▸ Data listing
□ □ □ □

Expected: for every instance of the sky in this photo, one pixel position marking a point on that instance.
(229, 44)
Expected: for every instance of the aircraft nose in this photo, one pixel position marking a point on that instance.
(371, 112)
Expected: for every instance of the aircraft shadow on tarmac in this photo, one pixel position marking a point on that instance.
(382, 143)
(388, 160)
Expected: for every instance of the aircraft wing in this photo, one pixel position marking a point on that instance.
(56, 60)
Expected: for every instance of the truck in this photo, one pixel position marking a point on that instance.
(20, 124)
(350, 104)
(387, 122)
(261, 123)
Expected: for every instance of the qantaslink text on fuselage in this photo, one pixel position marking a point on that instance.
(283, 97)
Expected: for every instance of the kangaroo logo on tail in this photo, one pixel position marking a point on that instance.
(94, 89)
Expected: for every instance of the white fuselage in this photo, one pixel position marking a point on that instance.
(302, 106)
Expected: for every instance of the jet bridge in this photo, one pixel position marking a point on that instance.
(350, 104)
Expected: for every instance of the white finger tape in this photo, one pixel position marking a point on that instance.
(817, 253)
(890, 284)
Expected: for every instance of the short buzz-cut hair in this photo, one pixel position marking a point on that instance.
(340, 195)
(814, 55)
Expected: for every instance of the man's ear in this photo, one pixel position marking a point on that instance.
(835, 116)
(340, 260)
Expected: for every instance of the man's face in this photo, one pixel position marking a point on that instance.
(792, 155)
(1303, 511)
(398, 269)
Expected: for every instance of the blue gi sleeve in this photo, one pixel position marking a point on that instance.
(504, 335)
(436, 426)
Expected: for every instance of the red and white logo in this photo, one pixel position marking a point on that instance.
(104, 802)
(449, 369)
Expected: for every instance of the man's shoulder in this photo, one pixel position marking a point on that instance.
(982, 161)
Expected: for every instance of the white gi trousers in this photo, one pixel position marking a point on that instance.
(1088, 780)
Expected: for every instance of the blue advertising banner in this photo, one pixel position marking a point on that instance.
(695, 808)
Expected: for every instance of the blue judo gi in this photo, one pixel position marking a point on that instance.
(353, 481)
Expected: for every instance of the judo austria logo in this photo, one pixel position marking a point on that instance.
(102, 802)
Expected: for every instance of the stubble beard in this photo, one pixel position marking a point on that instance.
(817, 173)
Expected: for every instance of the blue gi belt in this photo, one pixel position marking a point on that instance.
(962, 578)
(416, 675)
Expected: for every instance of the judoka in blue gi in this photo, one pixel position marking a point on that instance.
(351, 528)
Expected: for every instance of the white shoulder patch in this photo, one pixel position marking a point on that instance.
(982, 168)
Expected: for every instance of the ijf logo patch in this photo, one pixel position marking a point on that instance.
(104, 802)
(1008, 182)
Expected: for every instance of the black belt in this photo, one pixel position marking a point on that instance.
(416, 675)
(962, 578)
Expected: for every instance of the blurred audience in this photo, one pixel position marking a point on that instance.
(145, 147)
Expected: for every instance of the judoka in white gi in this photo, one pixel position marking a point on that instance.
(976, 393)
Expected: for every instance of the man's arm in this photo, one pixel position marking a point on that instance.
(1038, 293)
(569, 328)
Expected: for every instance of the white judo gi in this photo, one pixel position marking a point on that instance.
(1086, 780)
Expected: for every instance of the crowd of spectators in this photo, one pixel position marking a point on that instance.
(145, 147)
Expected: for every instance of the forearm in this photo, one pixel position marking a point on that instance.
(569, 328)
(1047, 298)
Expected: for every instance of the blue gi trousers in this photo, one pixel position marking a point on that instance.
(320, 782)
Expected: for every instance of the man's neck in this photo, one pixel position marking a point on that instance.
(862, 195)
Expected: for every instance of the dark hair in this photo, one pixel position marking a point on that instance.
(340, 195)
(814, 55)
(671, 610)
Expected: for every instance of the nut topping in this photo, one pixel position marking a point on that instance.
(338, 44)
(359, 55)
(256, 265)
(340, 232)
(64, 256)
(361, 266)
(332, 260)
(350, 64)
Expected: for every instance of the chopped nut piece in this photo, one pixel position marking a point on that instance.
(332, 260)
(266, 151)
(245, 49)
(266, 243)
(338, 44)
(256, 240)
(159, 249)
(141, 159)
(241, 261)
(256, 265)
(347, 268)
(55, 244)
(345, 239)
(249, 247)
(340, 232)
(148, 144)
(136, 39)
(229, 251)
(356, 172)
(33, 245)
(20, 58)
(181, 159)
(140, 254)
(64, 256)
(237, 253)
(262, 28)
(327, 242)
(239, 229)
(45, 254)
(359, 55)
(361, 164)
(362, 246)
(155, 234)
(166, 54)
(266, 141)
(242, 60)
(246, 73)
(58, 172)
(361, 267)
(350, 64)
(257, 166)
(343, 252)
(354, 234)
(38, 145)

□ □ □ □

▸ Set task
Write out every entry again, keeping each line exactly the same.

▸ Response to the task
Expected: for every instance of the sky in this photo, one pixel position marking a point on that instance.
(229, 44)
Expected: for every instance of the aircraft nose in this photo, one pixel position marking a point on that instance.
(371, 112)
Expected: for every instance of the aircraft shadow on tarmac in this photo, one pixel position marking a point on that instance.
(382, 143)
(388, 160)
Expected: for every instance of the aircraft wing in this photo, one pixel position marking a point on that instance.
(56, 60)
Expected: for every instance of the truck in this photo, one pixel position marking a point on that instance.
(20, 124)
(350, 104)
(387, 122)
(261, 123)
Expected: for every instance of the qantaslink text on fuselage in this photo, one pixel position marking a point on that instance.
(283, 97)
Expected: for every instance of the kangaroo logo on tail in this photo, one pixel position marking a point on that instance.
(94, 89)
Expected: for every instance of the white fuselage in this photo, one pixel position marking a point on that instance.
(302, 106)
Expected: for every instance of the jet bridge in this photo, one pixel position marking a point on that instance.
(350, 104)
Expected: for every instance of the white finger tape in this photo, one pixel position marking a point on that instance.
(817, 253)
(890, 284)
Expected: for every instance of the short buzz-cut hair in this photo, one pixel position marking a point on that instance.
(340, 195)
(814, 55)
Expected: for every instance of the man's ear in this photo, one pixel position marking a point on that instance.
(835, 116)
(340, 260)
Expected: for every instance of the man's face in this photo, one pixel position marking a point on that instance.
(792, 155)
(1303, 511)
(398, 269)
Expected: for every instance of the blue gi sleeve in this photo, one pixel position marking a point on that instance.
(504, 335)
(436, 426)
Expected: for every instance of the red and white logo in this photo, one pixel position marking a point on that instance.
(104, 802)
(449, 369)
Expected: for every instance of the man's shoulder in this photo, one pixel position marking a point on that instance.
(982, 161)
Expected: for every instance of the white gi trousers in this photo, one pixel position marking a point on that instance.
(1088, 780)
Expected: for every instance of the blue advertising banner in this photo, one pixel position marking a point on that instance.
(695, 808)
Expected: for every instance of the blue judo gi in this photo, one pixel position marking a point on that instance.
(353, 481)
Expected: for every instance of the judo austria logo in this photo, one pixel position marking a point on that instance.
(102, 802)
Expected: for every instance of the stubble beard in this photo, one pixel position marking a point on that instance.
(817, 173)
Expected: for every instance of the blue gi belt in this photo, one pixel position marking a point on that instance.
(962, 578)
(416, 675)
Expected: for every instance of the judoka in blue gi in this photo, one pixel position marking a point on that instance.
(351, 528)
Expected: for every instance of the white shoulder patch in this photo, one pixel position marking a point on that instance.
(982, 168)
Expected: for every instance of the ijf logo patch in this photo, one pixel position marking a point on that instance.
(104, 802)
(1008, 182)
Expected: for every instance of the black belt in this photo, one pixel position marking a point on that instance.
(416, 675)
(962, 578)
Expected: for every instance of the blurred audience in this photo, one pixel position marking a point on that instance.
(145, 147)
Expected: for every instance of the judoka in white gi in this photo, one pixel position marking a point on that instance.
(976, 393)
Expected: for every instance of the man's arm in this photo, one pixel position marking a point on that instance.
(1038, 293)
(569, 328)
Expected: for every instance of the white judo gi in this photo, one pixel position marking a point on that instance.
(1086, 780)
Expected: for every instance of the crowd of spectators in this photo, one pixel position marking a point on that instance.
(145, 147)
Expected: for every instance of the forearm in this photo, one pixel position marking a point on that instance.
(569, 328)
(1047, 298)
Expected: for every instance of the blue gi trousers in this photo, one pixel position marking a point on that instance.
(320, 782)
Expected: for every instance of the man's neck in this photo, one pixel position marking a point on that instance.
(862, 195)
Expected: for every instance of the dark hair in this photo, one pixel position marking a point on that instance.
(340, 195)
(814, 55)
(671, 610)
Expected: for every instance of the nut topping in this photo, one pixel position marking a point on that instance.
(338, 44)
(359, 55)
(256, 265)
(340, 232)
(64, 256)
(361, 266)
(332, 260)
(350, 64)
Expected: for every instance of the chopped nut piece in this photo, one pixel position marking a point on that instance.
(332, 260)
(266, 151)
(245, 49)
(266, 243)
(338, 44)
(256, 240)
(159, 249)
(141, 159)
(241, 261)
(256, 265)
(347, 268)
(55, 244)
(345, 239)
(249, 247)
(340, 232)
(148, 144)
(136, 39)
(229, 251)
(356, 172)
(33, 245)
(20, 58)
(181, 159)
(140, 254)
(64, 256)
(237, 253)
(262, 28)
(327, 242)
(239, 229)
(45, 254)
(359, 55)
(361, 164)
(362, 246)
(155, 234)
(166, 54)
(266, 141)
(242, 60)
(246, 73)
(58, 172)
(361, 267)
(350, 64)
(257, 166)
(343, 252)
(354, 234)
(38, 145)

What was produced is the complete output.